Many persons, including the author of the majority opinion, have either misinterpreted or want to read too much into what this Court stated and held in Gonzales v. State, supra. This, however, reflects only a lack of appreciation of the history of that case, which I will now present.

After a jury trial, the defendant Gonzales was convicted of selling an obscene magazine to an undercover vice officer. On direct appeal to the Houston [First] Court of Appeals, Gonzales asserted, inter alia, that the jury should not have been instructed on the presumption provided by the provisions of Section 43.23(e), supra. The court of appeals agreed with Gonzales. Relying upon this Court’s decision of Davis v. State, 658 S.W.2d 572 (Tex.Cr.App.1983), which was not then final because the State’s motion for rehearing had been granted, but which held that the above statutory presumption was an infringement upon freedom of expression and could not be used to establish guilty knowledge on the part of the defendant of the content and character of obscene material, the court of appeals ordered Gonzales’ conviction reversed because of the erroneous instruction to the jury. Both Gonzales and the local district attorney filed petitions for discretionary review; Gonzales asserted in his petition that “the judgment should be reformed to show an acquittal”; the local district attorney asserted in his petition that because Davis v. State, supra, had not become final, his petition should be granted, “so that this case can be decided in accordance with [this Court’s decision on the State’s motion for rehearing in] Davis v. State, supra.” On October 19, 1983, this Court denied the State’s motion for rehearing in Davis v. State, supra, upholding the original decision, that because a First Amendment freedom was implicated at the outset in that cause the above presumption could not be used to obtain the defendant’s conviction, and rejected the State’s contentions that (1) our original opinion was in conflict with People v. Kirkpatrick, 32 N.Y.2d 17, 343 N.Y.S.2d 70, 295 N.E.2d 753 (1973), appeal dismissed for want of a substantial federal question sub nom., Kirkpatrick v. New York, 414 U.S. 948, 94 S.Ct. 283, 38 L.Ed.2d 204 (1974), and (2) that the action by the Supreme Court represented a ruling on the merits.

### Material provided
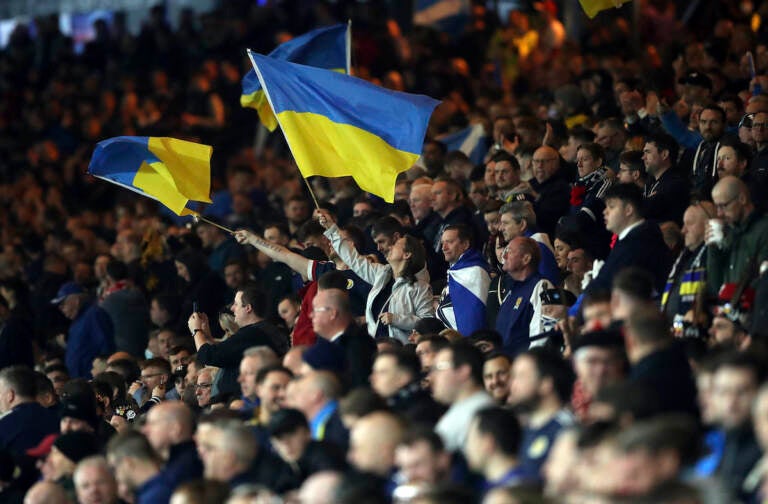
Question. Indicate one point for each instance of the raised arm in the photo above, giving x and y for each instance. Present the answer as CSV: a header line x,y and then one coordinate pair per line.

### Problem to work on
Continue the court opinion passage on the history of Gonzales v. State, starting after its last sentence.

### Reply
On November 30, 1983, this Court, in a per curiam unpublished opinion, granted both the State’s and the defendant Gonzales’ petitions for discretionary review, and entered therein the following order: “The judgment of the Court of Appeals is vacated and the case is ordered remanded to the Court of Appeals for the First Supreme Judicial District for reconsideration of the sufficiency of the evidence to support the conviction in light of this Court’s decisions in Davis v. State, supra; Hall v. State, 661 S.W.2d 101 (Tex.Cr.App.1983); and Skinner v. State, 652 S.W.2d 773 (Tex.Cr.App.1983).”

*920On remand, after reviewing the facts of the case, the court of appeals held that the evidence was insufficient to support the verdict of the jury. See Gonzales v. State, 676 S.W.2d 437 (Tex.App.—1st—Houston 1984). In reviewing the evidence the court of appeals found that the most that the State had established was (1) the defendant Gonzales had sold the magazine in question and (2) he had personally viewed the sex acts depicted on the front and back covers. Relying upon this Court’s statement in Shealy v. State, 675 S.W.2d 215 (Tex.Cr.App.1984), that “It is the content and character of the magazine, not the cover, which determines whether the magazine is legally obscene,” which the court of appeals erroneously assumed was some sort of test that this Court had formulated to judge the sufficiency of the evidence in obscenity cases, the court of appeals nevertheless reached the right conclusion that the evidence was insufficient to establish that the defendant Gonzales had knowledge of the content and character of the obscene magazine in question that he sold to an undercover vice officer, and ordered that an acquittal be entered on his behalf.

In Gonzales v. State, 689 S.W.2d 231 (Tex.Cr.App.1985), when this Court refused the State’s petition for discretionary review, it pointed out that it disapproved the reasoning that the court of appeals had used in reaching its conclusion that the evidence was insufficient. However, in refusing the State’s petition, this Court did not expressly disapprove the holding by the court of appeals that the evidence was insufficient; it merely, albeit done implicitly, through an express disclaimer, held that the reasoning that the court of appeals had used in reaching its conclusion that the evidence was insufficient was faulty. Neither the local district attorney nor the State Prosecuting Attorney filed a motion for rehearing.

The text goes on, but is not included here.